AIM> Every line below is to be copied exactly, with the pictures left out.

________________________

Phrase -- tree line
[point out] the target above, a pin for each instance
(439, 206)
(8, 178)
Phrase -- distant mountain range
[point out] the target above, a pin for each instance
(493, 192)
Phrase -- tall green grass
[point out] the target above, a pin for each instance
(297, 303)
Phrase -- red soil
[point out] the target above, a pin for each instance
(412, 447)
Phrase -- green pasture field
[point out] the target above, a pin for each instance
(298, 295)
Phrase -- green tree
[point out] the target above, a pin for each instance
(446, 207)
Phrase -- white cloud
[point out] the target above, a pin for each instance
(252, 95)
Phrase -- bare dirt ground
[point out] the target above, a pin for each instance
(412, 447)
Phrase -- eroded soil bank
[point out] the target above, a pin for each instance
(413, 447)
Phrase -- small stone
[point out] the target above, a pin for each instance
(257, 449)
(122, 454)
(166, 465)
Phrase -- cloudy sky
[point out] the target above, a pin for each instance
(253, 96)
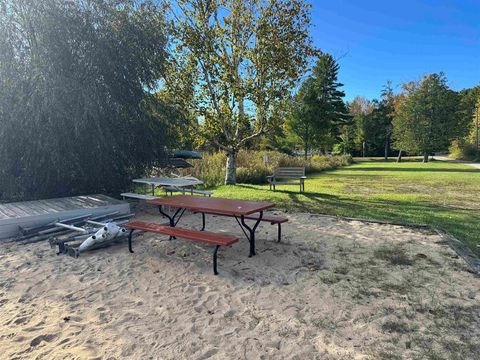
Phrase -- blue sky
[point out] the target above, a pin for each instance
(375, 41)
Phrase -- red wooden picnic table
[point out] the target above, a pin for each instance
(239, 209)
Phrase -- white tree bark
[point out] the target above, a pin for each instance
(231, 169)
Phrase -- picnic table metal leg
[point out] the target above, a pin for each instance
(203, 222)
(252, 232)
(130, 241)
(215, 260)
(171, 218)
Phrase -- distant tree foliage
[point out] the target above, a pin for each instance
(318, 109)
(427, 117)
(75, 113)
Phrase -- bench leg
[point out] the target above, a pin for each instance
(252, 233)
(203, 222)
(215, 260)
(130, 241)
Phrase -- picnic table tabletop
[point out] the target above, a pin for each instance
(214, 205)
(165, 181)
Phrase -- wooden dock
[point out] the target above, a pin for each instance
(39, 212)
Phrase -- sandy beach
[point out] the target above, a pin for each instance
(333, 289)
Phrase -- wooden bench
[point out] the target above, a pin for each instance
(172, 189)
(284, 176)
(193, 235)
(138, 196)
(273, 220)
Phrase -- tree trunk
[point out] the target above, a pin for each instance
(387, 140)
(231, 168)
(425, 157)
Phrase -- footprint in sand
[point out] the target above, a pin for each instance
(46, 337)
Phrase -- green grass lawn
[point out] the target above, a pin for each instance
(444, 195)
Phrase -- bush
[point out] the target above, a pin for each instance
(463, 150)
(254, 166)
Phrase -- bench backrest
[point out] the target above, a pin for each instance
(290, 172)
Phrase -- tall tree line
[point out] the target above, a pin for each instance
(75, 107)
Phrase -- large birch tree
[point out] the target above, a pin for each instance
(233, 62)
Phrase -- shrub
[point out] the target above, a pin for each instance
(253, 167)
(463, 150)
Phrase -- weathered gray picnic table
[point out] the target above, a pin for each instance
(175, 184)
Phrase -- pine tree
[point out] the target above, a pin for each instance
(319, 109)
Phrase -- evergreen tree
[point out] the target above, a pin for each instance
(427, 119)
(318, 110)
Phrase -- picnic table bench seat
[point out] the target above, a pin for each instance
(188, 234)
(272, 219)
(286, 175)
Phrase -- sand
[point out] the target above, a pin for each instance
(332, 289)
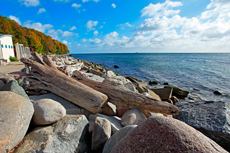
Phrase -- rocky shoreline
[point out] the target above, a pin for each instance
(36, 120)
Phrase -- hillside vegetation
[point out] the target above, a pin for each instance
(40, 42)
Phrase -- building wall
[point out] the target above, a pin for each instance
(7, 48)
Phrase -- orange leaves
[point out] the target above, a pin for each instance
(40, 42)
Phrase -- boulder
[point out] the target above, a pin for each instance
(68, 135)
(5, 77)
(121, 111)
(178, 91)
(211, 118)
(23, 82)
(101, 133)
(133, 117)
(94, 77)
(109, 74)
(163, 93)
(154, 95)
(175, 100)
(68, 62)
(96, 72)
(164, 134)
(109, 109)
(13, 86)
(116, 138)
(47, 111)
(15, 116)
(153, 83)
(120, 82)
(1, 83)
(114, 121)
(71, 109)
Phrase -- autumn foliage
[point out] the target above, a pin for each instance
(38, 41)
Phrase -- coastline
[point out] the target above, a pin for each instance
(114, 114)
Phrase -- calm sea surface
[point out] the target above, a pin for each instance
(199, 73)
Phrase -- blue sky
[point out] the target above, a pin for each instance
(126, 26)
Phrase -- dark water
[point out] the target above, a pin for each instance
(200, 73)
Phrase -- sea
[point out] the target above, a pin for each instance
(199, 73)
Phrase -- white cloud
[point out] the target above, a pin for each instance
(72, 28)
(15, 19)
(161, 9)
(113, 5)
(90, 24)
(41, 10)
(165, 30)
(122, 26)
(37, 26)
(67, 34)
(65, 42)
(76, 5)
(95, 32)
(28, 3)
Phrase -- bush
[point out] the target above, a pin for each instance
(13, 58)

________________________

FULL SOLUTION>
Phrase -- tree line
[point out] the target above, a pin for each instance
(439, 206)
(8, 178)
Phrase -- distant mountain range
[point out] the target above, a pin for each instance
(493, 192)
Phrase -- tall green grass
[point out] the target above, a pin for each instance
(297, 303)
Phrase -- red soil
[point out] the target above, a pin for each instance
(412, 447)
Phrase -- green pasture field
[point out] the target above, a pin for each instance
(298, 295)
Phrase -- green tree
[point out] the target above, a pin for each instance
(446, 207)
Phrase -- white cloud
[point out] the target above, a pin for each instance
(252, 95)
Phrase -- bare dirt ground
[point out] the target above, a pin for each instance
(412, 447)
Phrase -- eroded soil bank
[point out] the target above, a pin for each instance
(413, 447)
Phrase -- small stone
[point out] the target above, a pin for each instance
(257, 449)
(122, 454)
(166, 465)
Phrase -- cloudy sky
[point out] the target above, a pin for each instance
(253, 96)
Phrase -- blue sky
[point out] the target above, a pin for each instance
(375, 41)
Phrase -- red wooden picnic table
[point out] the target above, a pin for each instance
(239, 209)
Phrase -- white tree bark
[point out] the target above, a pin for each instance
(231, 169)
Phrase -- picnic table metal leg
[point out] the target above, a pin for each instance
(203, 222)
(252, 232)
(130, 241)
(215, 260)
(171, 218)
Phrase -- distant tree foliage
[point out] the target above, a pin for each instance
(318, 109)
(427, 117)
(75, 113)
Phrase -- bench leg
[point out] the target above, a pin for each instance
(252, 233)
(203, 222)
(215, 260)
(130, 241)
Phrase -- picnic table tabletop
[point out] the target above, a pin for each instance
(214, 205)
(165, 181)
Phrase -- wooden dock
[point out] the target above, a pin for each instance
(39, 212)
Phrase -- sandy beach
[point out] the target above, a pin for each instance
(333, 289)
Phrase -- wooden bench
[point out] the target above, a pin for each instance
(172, 189)
(284, 176)
(193, 235)
(138, 196)
(273, 220)
Phrase -- tree trunk
[point out] the target above, a pin for each instance
(387, 140)
(231, 168)
(425, 157)
Phrase -- footprint in sand
[point out] the target above, a pin for each instance
(46, 337)
Phrase -- green grass lawn
[point out] the target above, a pin for each instance
(444, 195)
Phrase -- bush
[point out] the target above, a pin for each instance
(463, 150)
(254, 166)
Phrase -- bench backrest
[point out] the target above, a pin for each instance
(290, 172)
Phrase -- tall tree line
[point out] the target above, a pin for each instance
(75, 107)
Phrase -- large birch tree
[point out] the target above, a pin for each instance
(233, 62)
Phrase -- shrub
[point out] the target above, a pin for each instance
(253, 167)
(463, 150)
Phrase -- weathered gray picnic table
[point out] the target above, a pin for each instance
(175, 184)
Phrase -- pine tree
[point out] the target above, a pin for each instance
(319, 109)
Phrase -- evergreen tree
[point out] the target above, a pin for each instance
(427, 119)
(318, 110)
Phrase -- picnic table bench seat
[point out] the target above, a pin for each instance
(188, 234)
(272, 219)
(286, 175)
Phrase -- sand
[point out] the target above, a pin for each instance
(332, 289)
Phrase -- rocky shoreline
[point out] the target above, a pin for each instance
(36, 120)
Phrase -- hillside vegetation
[point out] the target above, a pin for each instance
(40, 42)
Phrase -- building wall
[point out] the target above, a pin for each instance
(7, 48)
Phrase -- orange leaves
[point out] the target above, a pin for each instance
(40, 42)
Phrase -- boulder
[point out] the target above, a pin for each instance
(68, 135)
(5, 77)
(121, 111)
(178, 91)
(211, 118)
(23, 82)
(101, 133)
(133, 117)
(94, 77)
(109, 74)
(163, 93)
(154, 95)
(175, 100)
(68, 62)
(96, 72)
(164, 134)
(109, 109)
(13, 86)
(116, 138)
(47, 111)
(15, 116)
(153, 83)
(120, 82)
(1, 83)
(114, 121)
(71, 109)
Phrase -- autumn foliage
[point out] the target above, a pin for each instance
(38, 41)
Phrase -- coastline
[point out] the target above, a pin for each instance
(114, 114)
Phrase -- calm sea surface
[point out] the target above, a pin for each instance
(199, 73)
Phrase -- blue sky
[point out] the target above, a pin for each instance
(126, 26)
Phrase -- dark water
[point out] the target above, a pin for each instance
(200, 73)
Phrase -- sea
[point out] the target above, a pin for each instance
(199, 73)
Phrase -- white cloud
[point out] the target above, a pin for each instance
(72, 28)
(15, 19)
(161, 9)
(113, 5)
(90, 24)
(41, 10)
(165, 30)
(122, 26)
(37, 26)
(67, 34)
(65, 42)
(76, 5)
(95, 32)
(28, 3)
Phrase -- bush
[point out] the target above, a pin for each instance
(13, 58)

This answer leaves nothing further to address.